### Estratto selezionato
__________________________________________________
Certo l'attuale operazione ha anche molti obiettivi secondari, che non includono
la liberazione dei prigionieri - che tutti sanno impossibile da raggiungere
con mezzi militari. Ma è forse possibile distruggere un po' delle migliaia
di missili che Hezbollah ha accumulato negli anni. Per questo fine, i capi
delle forze armate sono pronti a rischiare gli abitanti dei paesi israeliani
a tiro di razzo. Essi ritengono che il gioco valga la candela, come un gambetto
negli scacchi.
Un altro obiettivo secondario è quello di riabilitare il «potere
deterrente» dell'esercito. Questa è la parola chiave per restaurare
l'orgoglio delle forze armate, profondamente ferito dalle rischiose azioni
militari di Hamas nel sud e di Hezbollah nel nord. Ufficialmente il governo
israeliano chiede che il governo del Libano disarmi Hezbollah e lo scacci
dalle zone di confine. Ciò è chiaramente impossibile nelle condizioni
politiche del paese, retto da una delicata trama di comunità etnico-religiose.
Il più piccolo choc può far collassare l'intera struttura e
gettare il paese nell'anarchia - specialmente dopo che gli americani sono
riusciti a far ritirare l'esercito siriano, il solo elemento che per anni
ha garantito una qualche stabilità.
L'idea di insediare un Quisling in Libano non è nuova. Nel 1955 David
Ben Gurion propose di prendere un «funzionario cristiano» e di
installarlo come dittatore. Moshe Sharet dimostrò che questa idea era
basata sulla completa ignoranza degli affari libanesi e la silurò.
Ma 27 anni dopo, Ariel Sharon cercò ugualmente di attuarla. Bashir
Gemayel fu infatti insediato come presidente solo per essere assassinato poco
dopo. Il fratello, Amin, gli succedette e firmò un accordo di pace
con Israele, ma fu cacciato (lo stesso fratello sostiene oggi pubblicamente
l'operazione israeliana).
Il calcolo ora è che se la forza aerea israeliana fa piovere colpi
abbastanza pesnti sulla popolazione libanese - paralizzando il mare e gli
aeroporti, distruggendo infrastrutture, bombardando i quartieri residenziali,
interrompendo l'autostrada Beirut-Damasco eccetera - la gente si infurierà
con Hezbollah e premerà sul governo libanese affinché accolga
le richieste di Israele. Dal momento he l'attuale governo non può neppure
sognarsi di fare una cosa del genere, si installerà una dittatura col
sostegno di Israele.
Questa è la logica militare. Io ho i miei dubbi. Si può presumere
che la maggior parte dei libanesi reagirà come farebbe tanta altra
gente nel mondo: con rabbia e odio verso l'invasore. E' già accaduto
nel 1982, quando gli sciiti nel sud del Libano - fino a quel momento docili
come uno zerbino - si sollevarono contro gli occupanti israeliani e crearono
Hezbollah, che è diventata l'organizzazione più forte del paese.
Se l'élite libanese ora si mette a collaborare con Israele sarà
spazzata (e poi, i Qassam e i Katiusha hanno spinto la popolazione di Israele
a premere sul governo affinché la facesse finita? Tutto il contrario).
__________________________________________________
### Righe di dati
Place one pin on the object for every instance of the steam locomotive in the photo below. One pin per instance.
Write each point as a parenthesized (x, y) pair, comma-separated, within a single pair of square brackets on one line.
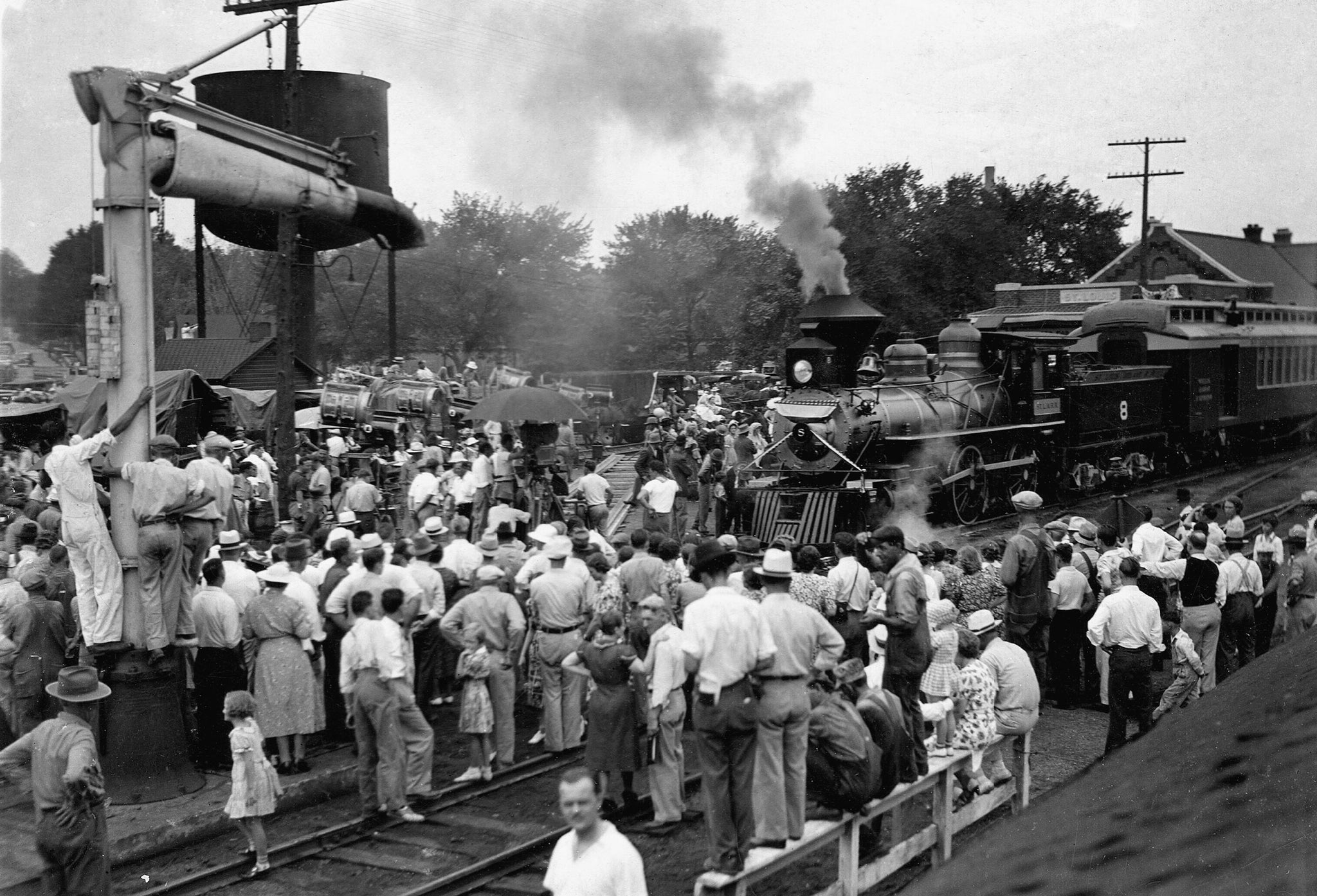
[(1141, 388)]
__________________________________________________
### Obiettivo richiesto
Riprenda il commento sull'offensiva israeliana in Libano e lo prosegua a partire dall'ultima frase riportata.

### Risposta al compito
La poltica americana è piena di contraddizioni. Il presidente Bush
vuole un «cambio di regime» in Medio oriente, ma l'attuale governo
libanese è stato insediato sotto pressione americana. Nel frattempo,
Bush è riuscito solo a spaccare l'Iraq e provocare una guerra civile
(come già detto sopra). Potrebbe provocare la stessa cosa in Libano,
se non ferma in tempo l'esercito israeliano. Inoltre un attacco devastante
contro Hezbollah potrebbe scatenare la furia e non solo in Iran, ma anche
fra gli sciiti in Iraq, sul cui sostegno sono stati costruiti tutti i piani
di Bush per un regime filo aamericano.
E dunque, qual è la risposta? Non per caso, Hezbollah ha attuato il
suo raid per rapire i soldati nel momento in cui i palestinesi gridavano aiuto.
La causa palestinese è popolare in tutto il mondo arabo. Mostrando
che essi sono amici nel momento del bisogno, quando gli altri arabi stanno
tristemente fallendo, Hezbollah spera di accrescere la propria popolarità.
Se un accordo israelo-palestinese fosse stato già raggiunto, Hezbollah
non sarebbe altro che un fenomeno locale libanese, irrilevante per la nostra
situazione.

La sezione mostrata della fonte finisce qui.